- **PROBLEMS AND TASKS**:
a: Write out the post on European Romanticism word for word, from start to finish.
b: In the entries, starting at the line that contains "Query: leather apron pocket" and ending at the line that contains "235], [272, 248]]", replace "expected" with "required". Give back only those lines, with everything else left as it is.

- **READING PASSAGE**:
--- Start ---

Wednesday, February 22, 2012

Week 05, Goethe's Faust

European Romanticism of Herder, Rousseau, Goethe, etc.
Neoclassical and Enlightenment thinkers tended to emphasize the orderly collective, the reason-based and structured community, with perhaps "the passions" yoked as instruments in the service of reason.  (See Plato's Phaedrus for its depiction of the fiery steeds of good and bad passion, both of which need to be controlled by Reason, which alone guides us towards the Good and the True.)

Romantics emphasize the potential of the individual – some of their favorite notions are imagination, genius, particularity, passion – that is, the individual in all his or her eccentricity and emotional intensity, in fact, is often set forth as the universal.  William Blake is the strongest advocate for that kind of striving towards the universal not as a neoclassical abstraction but instead as something inextricable from that which embodies it.  "One thought fills immensity," he says, and how about his opening to "Auguries of Innocence"?

To see a world in a grain of sand,
And a heaven in a wild flower,
Hold infinity in the palm of your hand,
And eternity in an hour.

--- End ---

- **INFORMATION SHOWN**:

--- Start ---

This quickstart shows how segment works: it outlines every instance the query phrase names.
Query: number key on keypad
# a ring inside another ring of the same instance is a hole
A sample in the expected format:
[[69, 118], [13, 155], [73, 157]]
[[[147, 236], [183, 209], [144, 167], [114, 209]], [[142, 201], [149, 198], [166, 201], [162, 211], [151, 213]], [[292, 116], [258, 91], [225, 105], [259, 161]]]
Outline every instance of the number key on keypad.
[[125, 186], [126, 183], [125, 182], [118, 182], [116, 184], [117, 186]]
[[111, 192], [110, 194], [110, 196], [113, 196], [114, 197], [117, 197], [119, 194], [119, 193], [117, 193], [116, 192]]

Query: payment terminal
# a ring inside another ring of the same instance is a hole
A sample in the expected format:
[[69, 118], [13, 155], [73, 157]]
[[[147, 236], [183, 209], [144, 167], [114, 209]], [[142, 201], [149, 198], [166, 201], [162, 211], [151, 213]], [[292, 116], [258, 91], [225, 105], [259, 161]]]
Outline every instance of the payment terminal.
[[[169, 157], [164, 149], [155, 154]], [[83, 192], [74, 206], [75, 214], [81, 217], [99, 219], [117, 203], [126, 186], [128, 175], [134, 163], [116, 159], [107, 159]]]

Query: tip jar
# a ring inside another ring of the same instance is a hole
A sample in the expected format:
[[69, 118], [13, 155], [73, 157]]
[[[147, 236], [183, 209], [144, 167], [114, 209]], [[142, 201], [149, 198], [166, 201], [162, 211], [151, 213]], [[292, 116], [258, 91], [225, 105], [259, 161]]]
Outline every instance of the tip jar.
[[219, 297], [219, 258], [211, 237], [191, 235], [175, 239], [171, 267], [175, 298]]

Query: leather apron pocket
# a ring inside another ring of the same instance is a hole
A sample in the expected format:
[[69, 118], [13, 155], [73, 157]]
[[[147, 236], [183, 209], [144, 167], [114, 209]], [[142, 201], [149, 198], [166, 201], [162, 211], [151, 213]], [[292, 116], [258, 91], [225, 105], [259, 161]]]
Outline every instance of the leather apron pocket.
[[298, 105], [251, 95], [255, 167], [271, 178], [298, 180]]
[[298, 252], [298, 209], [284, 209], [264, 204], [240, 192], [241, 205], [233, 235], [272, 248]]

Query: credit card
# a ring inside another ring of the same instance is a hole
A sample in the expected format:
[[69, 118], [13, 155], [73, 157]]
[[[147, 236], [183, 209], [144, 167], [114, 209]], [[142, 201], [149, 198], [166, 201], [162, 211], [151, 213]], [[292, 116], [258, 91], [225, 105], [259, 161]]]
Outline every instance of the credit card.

--- End ---

- **SOLUTIONS PER TASK**:
a:
Wednesday, February 22, 2012

Week 05, Goethe's Faust

European Romanticism of Herder, Rousseau, Goethe, etc.
Neoclassical and Enlightenment thinkers tended to emphasize the orderly collective, the reason-based and structured community, with perhaps "the passions" yoked as instruments in the service of reason.  (See Plato's Phaedrus for its depiction of the fiery steeds of good and bad passion, both of which need to be controlled by Reason, which alone guides us towards the Good and the True.)

Romantics emphasize the potential of the individual – some of their favorite notions are imagination, genius, particularity, passion – that is, the individual in all his or her eccentricity and emotional intensity, in fact, is often set forth as the universal.  William Blake is the strongest advocate for that kind of striving towards the universal not as a neoclassical abstraction but instead as something inextricable from that which embodies it.  "One thought fills immensity," he says, and how about his opening to "Auguries of Innocence"?

To see a world in a grain of sand,
And a heaven in a wild flower,
Hold infinity in the palm of your hand,
And eternity in an hour.

b:
Query: leather apron pocket
# a ring inside another ring of the same instance is a hole
A sample in the required format:
[[69, 118], [13, 155], [73, 157]]
[[[147, 236], [183, 209], [144, 167], [114, 209]], [[142, 201], [149, 198], [166, 201], [162, 211], [151, 213]], [[292, 116], [258, 91], [225, 105], [259, 161]]]
Outline every instance of the leather apron pocket.
[[298, 105], [251, 95], [255, 167], [271, 178], [298, 180]]
[[298, 252], [298, 209], [284, 209], [264, 204], [240, 192], [241, 205], [233, 235], [272, 248]]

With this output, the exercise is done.